> [Data for the task]

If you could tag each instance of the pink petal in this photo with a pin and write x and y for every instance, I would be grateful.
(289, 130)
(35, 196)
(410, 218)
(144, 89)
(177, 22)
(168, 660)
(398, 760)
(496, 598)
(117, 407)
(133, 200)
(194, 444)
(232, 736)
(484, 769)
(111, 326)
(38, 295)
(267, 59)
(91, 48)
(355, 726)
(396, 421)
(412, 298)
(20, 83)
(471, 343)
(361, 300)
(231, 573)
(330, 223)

> [Work to be completed] Your reply should consist of all the records, restated exactly.

> [Your response]
If you could tag each instance of the pink petal in this photo with a pin and write x and y for every instance, I would be grateful.
(289, 130)
(35, 196)
(410, 218)
(144, 89)
(177, 22)
(168, 660)
(398, 760)
(496, 598)
(117, 407)
(133, 200)
(194, 444)
(232, 736)
(484, 769)
(111, 326)
(38, 295)
(267, 59)
(91, 48)
(355, 726)
(396, 421)
(412, 298)
(20, 83)
(471, 343)
(361, 300)
(231, 573)
(330, 223)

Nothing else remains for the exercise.